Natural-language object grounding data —
%%

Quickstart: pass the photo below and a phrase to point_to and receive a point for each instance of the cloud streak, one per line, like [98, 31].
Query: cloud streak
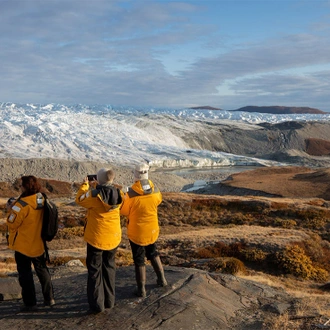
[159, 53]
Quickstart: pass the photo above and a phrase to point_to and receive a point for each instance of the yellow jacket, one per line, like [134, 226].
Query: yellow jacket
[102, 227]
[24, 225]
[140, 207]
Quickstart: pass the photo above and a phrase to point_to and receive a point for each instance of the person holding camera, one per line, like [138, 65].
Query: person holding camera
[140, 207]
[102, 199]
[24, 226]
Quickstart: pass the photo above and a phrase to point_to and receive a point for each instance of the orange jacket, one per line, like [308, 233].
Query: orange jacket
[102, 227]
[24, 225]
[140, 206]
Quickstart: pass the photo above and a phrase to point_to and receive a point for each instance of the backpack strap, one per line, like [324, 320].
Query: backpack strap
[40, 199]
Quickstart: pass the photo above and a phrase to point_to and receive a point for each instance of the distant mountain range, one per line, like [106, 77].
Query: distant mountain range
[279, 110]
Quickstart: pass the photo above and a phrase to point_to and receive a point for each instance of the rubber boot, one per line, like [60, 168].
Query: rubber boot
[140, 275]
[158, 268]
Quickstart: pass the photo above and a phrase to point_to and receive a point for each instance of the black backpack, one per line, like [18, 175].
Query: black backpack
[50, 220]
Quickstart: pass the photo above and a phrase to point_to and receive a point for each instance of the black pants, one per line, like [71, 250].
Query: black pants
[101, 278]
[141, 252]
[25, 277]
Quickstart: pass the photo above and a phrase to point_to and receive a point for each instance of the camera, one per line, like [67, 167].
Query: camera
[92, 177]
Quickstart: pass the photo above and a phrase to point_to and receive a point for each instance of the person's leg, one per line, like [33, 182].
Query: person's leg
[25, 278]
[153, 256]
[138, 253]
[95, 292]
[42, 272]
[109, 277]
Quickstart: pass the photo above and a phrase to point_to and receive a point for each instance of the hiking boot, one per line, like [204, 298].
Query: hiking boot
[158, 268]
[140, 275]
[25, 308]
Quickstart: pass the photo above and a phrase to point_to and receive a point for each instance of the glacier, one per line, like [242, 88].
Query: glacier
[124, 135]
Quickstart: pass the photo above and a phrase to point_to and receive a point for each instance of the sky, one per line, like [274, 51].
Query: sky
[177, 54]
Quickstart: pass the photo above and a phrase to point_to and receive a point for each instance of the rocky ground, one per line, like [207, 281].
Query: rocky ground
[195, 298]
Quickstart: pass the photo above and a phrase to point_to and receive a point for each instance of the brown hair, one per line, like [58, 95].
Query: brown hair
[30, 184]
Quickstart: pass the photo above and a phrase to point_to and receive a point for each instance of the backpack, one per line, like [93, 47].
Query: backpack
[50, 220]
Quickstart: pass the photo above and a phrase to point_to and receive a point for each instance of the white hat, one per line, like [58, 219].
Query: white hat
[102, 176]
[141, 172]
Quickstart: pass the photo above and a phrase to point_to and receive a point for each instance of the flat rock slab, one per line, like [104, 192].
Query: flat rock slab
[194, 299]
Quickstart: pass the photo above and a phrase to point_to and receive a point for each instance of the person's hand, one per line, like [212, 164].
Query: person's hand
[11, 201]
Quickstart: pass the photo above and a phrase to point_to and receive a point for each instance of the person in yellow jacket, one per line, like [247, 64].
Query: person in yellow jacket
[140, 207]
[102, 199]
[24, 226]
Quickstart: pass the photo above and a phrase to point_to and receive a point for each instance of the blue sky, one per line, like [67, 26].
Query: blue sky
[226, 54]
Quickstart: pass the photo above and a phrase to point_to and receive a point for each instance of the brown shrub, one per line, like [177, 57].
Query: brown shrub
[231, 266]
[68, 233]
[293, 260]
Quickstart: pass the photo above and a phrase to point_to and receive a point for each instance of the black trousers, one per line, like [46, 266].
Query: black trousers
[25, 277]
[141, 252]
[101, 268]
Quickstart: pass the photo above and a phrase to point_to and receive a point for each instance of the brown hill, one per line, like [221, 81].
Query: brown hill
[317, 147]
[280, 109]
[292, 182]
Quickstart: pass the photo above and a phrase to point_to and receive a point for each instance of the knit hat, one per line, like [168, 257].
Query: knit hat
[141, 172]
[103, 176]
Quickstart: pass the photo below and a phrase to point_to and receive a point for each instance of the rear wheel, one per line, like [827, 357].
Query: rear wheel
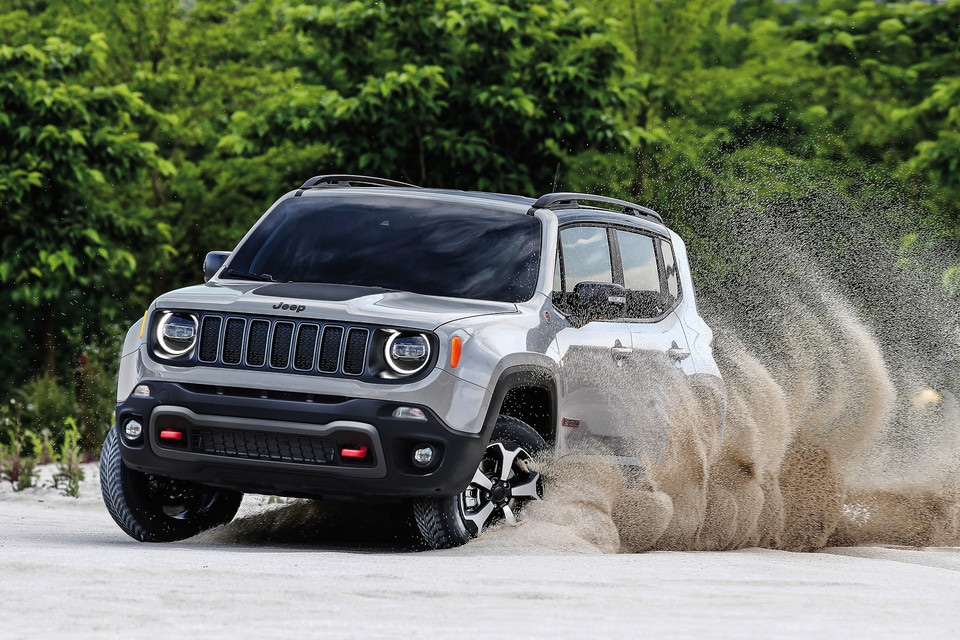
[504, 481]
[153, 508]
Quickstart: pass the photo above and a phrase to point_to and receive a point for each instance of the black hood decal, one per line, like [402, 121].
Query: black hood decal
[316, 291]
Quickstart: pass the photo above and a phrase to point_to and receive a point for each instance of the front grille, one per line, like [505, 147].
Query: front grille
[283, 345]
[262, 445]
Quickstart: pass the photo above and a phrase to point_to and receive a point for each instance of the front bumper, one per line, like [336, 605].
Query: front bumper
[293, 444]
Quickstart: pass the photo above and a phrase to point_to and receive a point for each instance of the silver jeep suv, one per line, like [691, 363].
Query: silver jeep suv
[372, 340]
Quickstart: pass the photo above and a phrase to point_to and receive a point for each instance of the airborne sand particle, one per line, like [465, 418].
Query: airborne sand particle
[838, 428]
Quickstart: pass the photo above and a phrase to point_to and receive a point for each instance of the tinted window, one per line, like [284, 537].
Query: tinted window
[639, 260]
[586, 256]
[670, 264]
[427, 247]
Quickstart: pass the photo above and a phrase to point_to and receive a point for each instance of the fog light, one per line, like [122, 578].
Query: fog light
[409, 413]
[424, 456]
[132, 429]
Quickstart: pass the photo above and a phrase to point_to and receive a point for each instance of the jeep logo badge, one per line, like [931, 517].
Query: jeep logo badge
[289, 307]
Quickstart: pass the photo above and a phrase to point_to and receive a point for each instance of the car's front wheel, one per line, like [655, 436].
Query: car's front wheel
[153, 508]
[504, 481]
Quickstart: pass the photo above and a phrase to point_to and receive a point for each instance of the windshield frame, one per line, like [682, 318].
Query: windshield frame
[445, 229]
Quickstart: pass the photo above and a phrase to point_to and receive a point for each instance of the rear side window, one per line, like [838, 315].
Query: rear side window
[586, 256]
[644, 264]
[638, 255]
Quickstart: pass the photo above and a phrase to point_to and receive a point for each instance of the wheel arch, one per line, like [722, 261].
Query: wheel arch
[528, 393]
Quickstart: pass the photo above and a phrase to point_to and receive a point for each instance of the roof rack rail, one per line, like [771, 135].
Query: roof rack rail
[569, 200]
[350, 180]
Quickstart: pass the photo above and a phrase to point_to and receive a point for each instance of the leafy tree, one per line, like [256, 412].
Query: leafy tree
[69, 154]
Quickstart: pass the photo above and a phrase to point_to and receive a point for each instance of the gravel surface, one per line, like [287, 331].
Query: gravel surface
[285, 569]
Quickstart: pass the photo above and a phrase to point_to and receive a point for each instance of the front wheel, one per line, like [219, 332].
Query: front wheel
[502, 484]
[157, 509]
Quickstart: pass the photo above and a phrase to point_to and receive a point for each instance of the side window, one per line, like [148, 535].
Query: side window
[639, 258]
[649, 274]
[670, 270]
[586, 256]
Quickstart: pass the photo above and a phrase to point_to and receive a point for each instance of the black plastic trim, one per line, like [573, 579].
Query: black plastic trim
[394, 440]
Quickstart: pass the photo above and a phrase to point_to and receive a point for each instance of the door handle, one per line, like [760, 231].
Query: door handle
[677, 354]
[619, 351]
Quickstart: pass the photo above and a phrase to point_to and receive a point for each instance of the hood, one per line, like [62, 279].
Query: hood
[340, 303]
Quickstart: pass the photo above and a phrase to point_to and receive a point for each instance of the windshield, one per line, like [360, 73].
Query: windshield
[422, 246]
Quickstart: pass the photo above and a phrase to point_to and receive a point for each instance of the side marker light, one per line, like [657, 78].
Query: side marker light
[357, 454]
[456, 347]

%%

Activity —
A verbatim reproduction of each entry is expected, with every picture omitted.

Answer to the exercise —
Quickstart: pass the photo below and a phrase to point_to and receive a point for each instance of the cloud streak, one per line, like [98, 31].
Query: cloud streak
[159, 53]
Quickstart: pass the photo above and a phrase to point_to and receive a point for each instance of the yellow jacket, one per line, like [134, 226].
Query: yellow jacket
[102, 227]
[24, 225]
[140, 207]
Quickstart: pass the photo above and a phrase to point_to and receive a point for each instance of the person holding camera, one per line, like [138, 65].
Query: person holding camera
[140, 207]
[102, 199]
[24, 226]
Quickstart: pass the photo above and a phrase to point_to and receive a point for each instance of the orange jacket, one per line, like [308, 233].
Query: orange jacket
[102, 227]
[24, 225]
[140, 206]
Quickstart: pass the photo above and a phrase to point_to and receive a point for each instance of the backpack strap, one per line, like [324, 320].
Query: backpack strap
[40, 199]
Quickstart: pass the photo above and a phrase to point_to and receive a point for each instance of the distant mountain range, one per line, like [106, 77].
Query: distant mountain range
[279, 110]
Quickstart: pass the photo above and a phrase to point_to and receive a point for each instance of the rubber boot, one per line, like [60, 168].
Query: rubber boot
[140, 275]
[158, 268]
Quickstart: pass the photo above and a phrase to point_to and receive a point for each instance of the black backpack, one per line, like [18, 175].
Query: black backpack
[50, 220]
Quickstart: pass the photo above and a phrase to point_to and receive a point for each instance of the black pants, one per line, like [71, 250].
Query: black pants
[101, 278]
[141, 252]
[25, 277]
Quickstart: pass the photo above and a phrase to point_to and receive a point for each instance of the camera, one per line, like [67, 167].
Query: camera
[92, 177]
Quickstart: pass the photo above and a phrase to point_to and receive a point for each instance of the person's leg, one per line, like [33, 182].
Query: person's leg
[25, 278]
[153, 256]
[138, 253]
[95, 292]
[42, 272]
[109, 277]
Quickstart: pass the photo above and a phrase to point_to and receive a point for each instance of the hiking boot, one per line, like [204, 298].
Query: hiking boot
[158, 268]
[140, 275]
[25, 308]
Quickstart: pass the photo above and a phrase to point_to and receive a point for each instance of the glacier, one per line, like [242, 88].
Query: glacier
[124, 135]
Quickstart: pass the photo above and a phrase to point_to and receive a point for each instance of the sky, one per line, like [274, 51].
Query: sky
[177, 54]
Quickstart: pass the photo above and a phrase to point_to and receive a point for each instance of the rocky ground, one per line, like [207, 281].
Query: rocky ground
[195, 298]
Quickstart: pass the photo above and a phrase to point_to and receive a point for each instance of the brown hair, one per line, like [58, 95].
Query: brown hair
[30, 184]
Quickstart: pass the photo above and a phrase to point_to and receive a point for each instance of the backpack, one per line, like [93, 47].
Query: backpack
[50, 220]
Quickstart: pass the photo above and a phrase to point_to and receive a point for each instance of the white hat, one per line, like [58, 219].
Query: white hat
[102, 176]
[141, 172]
Quickstart: pass the photo above and a phrase to point_to and receive a point for each instance of the flat rock slab, one per line, like [104, 192].
Query: flat rock slab
[194, 299]
Quickstart: pass the photo above and a phrase to point_to and receive a point for each instance of the person's hand, one per line, like [212, 164].
Query: person's hand
[11, 201]
Quickstart: pass the photo above and a phrase to point_to and receive a point for each instance of the person in yellow jacket, one per line, like [247, 64].
Query: person in yellow jacket
[140, 207]
[102, 199]
[24, 226]
Quickstart: pass the photo above and a phrase to point_to and receive a point for each instance of the blue sky, one per line, like [67, 26].
Query: blue sky
[226, 54]
Quickstart: pass the photo above and a phrase to point_to and receive a point for each instance of the brown shrub, one per line, like [177, 57].
Query: brown shrub
[231, 266]
[68, 233]
[293, 260]
Quickstart: pass the photo above and a phrase to point_to and receive a point for each instance of the black trousers, one per line, like [46, 266].
Query: black trousers
[25, 277]
[141, 252]
[101, 268]
Quickstart: pass the photo above and a phrase to point_to and receive a point for each instance of the brown hill, one per line, like [221, 81].
Query: brown hill
[317, 147]
[280, 109]
[292, 182]
Quickstart: pass the photo above and a phrase to point_to and receive a point for each instance of the knit hat, one per line, like [168, 257].
Query: knit hat
[141, 172]
[103, 176]
Quickstart: pass the photo below and a phrase to point_to and receive a point for each instance of the rear wheel, one per line, like [827, 357].
Query: rear wheel
[504, 481]
[153, 508]
Quickstart: pass the photo above and a phrase to point_to and receive a point for each instance of the black hood decal, one per line, like [402, 121].
Query: black hood decal
[316, 291]
Quickstart: pass the photo above and a phrase to point_to and receive a point for each instance of the front grille, one per line, like [505, 147].
Query: front grille
[283, 345]
[262, 445]
Quickstart: pass the photo above and a phrase to point_to and receive a point for each instance of the front bumper, one per line, like [336, 605].
Query: front bumper
[293, 444]
Quickstart: pass the photo above and a phrase to point_to and receive a point for each instance of the silver jeep suv, one per line, like [691, 363].
Query: silver jeep suv
[372, 340]
Quickstart: pass the photo above and a phrase to point_to and receive a point for each instance of the airborne sand particle, one per line, like [465, 418].
Query: airborne sand particle
[838, 428]
Quickstart: pass the photo above and a phrase to point_to and receive a point for each instance of the tinted window, one per line, like [284, 537].
Query: tinted window
[639, 260]
[586, 256]
[670, 264]
[427, 247]
Quickstart: pass the photo above and a phrase to point_to and receive a point for each instance of the fog light, one per line, like [122, 578].
Query: fog light
[409, 413]
[424, 456]
[132, 429]
Quickstart: pass the photo above and a phrase to point_to and receive a point for each instance of the jeep logo badge, one per line, like [931, 517].
Query: jeep logo badge
[289, 307]
Quickstart: pass the photo above and a phrase to point_to and receive a point for each instance of the car's front wheel, one per line, like [655, 436].
Query: car's front wheel
[153, 508]
[504, 481]
Quickstart: pass the photo above and a phrase to point_to and receive a point for each instance of the windshield frame, one per line, like [682, 318].
Query: windshield frame
[445, 229]
Quickstart: pass the photo above and a phrase to point_to and receive a point for each instance of the rear side window, one per line, like [838, 315].
Query: rear side window
[586, 256]
[644, 264]
[638, 255]
Quickstart: pass the photo above and a phrase to point_to and receive a point for each instance of the wheel arch, one per line, like [722, 261].
Query: wheel arch
[528, 393]
Quickstart: pass the photo above and a phrase to point_to and receive a point for each instance of the roof rack rail, one per line, like [771, 135].
Query: roof rack rail
[569, 200]
[350, 180]
Quickstart: pass the photo above and a phrase to point_to and receive a point for each instance of the leafy tree, one per line, like [256, 412].
Query: leafy tree
[69, 154]
Quickstart: pass the photo above and a phrase to point_to and receive a point for each instance of the gravel surface, one per line, like [287, 331].
Query: gravel surface
[285, 569]
Quickstart: pass the photo above and a phrase to point_to and receive a point for each instance of the front wheel, one per line, like [219, 332].
Query: front wheel
[502, 484]
[157, 509]
Quickstart: pass the photo above and a phrase to point_to and receive a point for each instance of the side window, one per line, like [148, 535].
Query: side window
[639, 258]
[649, 274]
[670, 270]
[586, 256]
Quickstart: pass the photo above and a phrase to point_to and receive a point for each instance of the black plastic trim, one per line, like [573, 579].
Query: black plastic trim
[394, 440]
Quickstart: pass the photo above and a phrase to point_to and receive a point for each instance of the door handle, one per line, like [760, 231].
Query: door handle
[677, 354]
[619, 351]
Quickstart: pass the photo above and a phrase to point_to and receive a point for each instance of the hood, one per line, like [62, 279].
Query: hood
[340, 303]
Quickstart: pass the photo above and a phrase to point_to and receive a point for each instance of the windshield, one per line, like [360, 73].
Query: windshield
[422, 246]
Quickstart: pass the photo above and a phrase to point_to and receive a point for each instance of the side marker light, one per line, like [657, 78].
Query: side marker light
[357, 454]
[456, 347]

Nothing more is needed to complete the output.